Start of Excerpt

All too often, white Americans mythologize our history to the point where we erase the horrors perpetrated by the leaders of our past. On Thanksgiving, we commonly celebrate the story of Native Americans and Pilgrims coming together while ignoring the centuries of bloodshed and trauma colonizers enacted upon the original inhabitants of this country.
Oppression is a root cause of sexual violence and stems from the violent past committed in the name of white supremacy. Rooted in history, institutional oppression is very much part of the nation today. Native women continue to experience high rates of violence-more than half of all Indigenous women in the United States have experienced sexual violence in their lifetime and one in three have been raped.
In the 1800’s, the United States and Canada passed many racist anti-indigenous laws and policies, including the establishment of residential schools. Indigenous children were forced to attend these schools. General Richard Pratt was the founder of the United States’ first Native American off-reservation residential school, the Carlisle Indian School. Pratt, infamously remarked in an 1892 speech, “kill the Indian in him, save the man.” The goal was to wipe out the indigenous ways of life and heritage through forced assimilation.
The Carlisle Indian School opened in 1879 and operated in Pennsylvania for 39 years. In that time, thousands of students from over 140 tribes were forced to attend and experienced inhumane treatment and living conditions. Students were forced to cut their hair, change their names, stop speaking their Native languages, convert to Christianity, and endure abusive disciplinary measures like solitary confinement. While many children returned to their families, more than 180 children died while attending the school.
The Carlisle Indian Industrial School is just one example of North American indigenous people’s experience with residential schools. Thanks to the research conducted by The National Native American Boarding School Healing Coalition, we know that by 1926, over 80% of school-age Native American children (almost 61,000) attended 367 of these schools in the United States. Further research and former student testimony can be found in this study carried out by the Native American Rights Fund.
The sheer scope of this experience is still unfolding.
Last year, a mass grave of 215 children was found at the site of a Canadian residential school. This was just one of many findings in Canada’s investigation of its past, with just five former residential schools having more than 1,300 unmarked graves.
Hundreds of thousands of students passed through these schools in the United States and Canada from the 1860s to the 1970s.
Indian Country Today states that Christian missionaries operated the majority of Canadian residential and day schools in contract with the federal government. In the United States, the students at these schools experienced similar atrocities of abusive discipline, cultural erasure, and physical and sexual abuse.
Childhood sexual abuse is a heinous crime that alters the trajectory of the survivor’s life. Research has proven that child sex abuse victims experience a slew of traumatic physical and mental repercussions such as the development of chronic health conditions or PTSD.

End of Excerpt
Start of Excerpted records

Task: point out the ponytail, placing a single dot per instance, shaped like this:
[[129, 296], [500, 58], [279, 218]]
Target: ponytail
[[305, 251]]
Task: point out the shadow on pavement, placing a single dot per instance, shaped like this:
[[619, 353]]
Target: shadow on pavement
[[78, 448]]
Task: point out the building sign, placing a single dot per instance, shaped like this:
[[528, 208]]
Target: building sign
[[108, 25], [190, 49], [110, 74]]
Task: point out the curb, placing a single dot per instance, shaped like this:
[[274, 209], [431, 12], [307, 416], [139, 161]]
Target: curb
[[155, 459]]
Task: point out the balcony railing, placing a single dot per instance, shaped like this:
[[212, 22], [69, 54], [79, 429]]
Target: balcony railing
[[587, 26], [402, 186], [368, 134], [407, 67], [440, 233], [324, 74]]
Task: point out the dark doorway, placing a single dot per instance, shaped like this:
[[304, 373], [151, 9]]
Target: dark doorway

End of Excerpted records

* **Exercise**
Reproduce, word for word, the part of the residential schools text above that starts at "The sheer scope" and ends at "and sexual abuse.".

* **Solution to this problem**
The sheer scope of this experience is still unfolding.
Last year, a mass grave of 215 children was found at the site of a Canadian residential school. This was just one of many findings in Canada’s investigation of its past, with just five former residential schools having more than 1,300 unmarked graves.
Hundreds of thousands of students passed through these schools in the United States and Canada from the 1860s to the 1970s.
Indian Country Today states that Christian missionaries operated the majority of Canadian residential and day schools in contract with the federal government. In the United States, the students at these schools experienced similar atrocities of abusive discipline, cultural erasure, and physical and sexual abuse.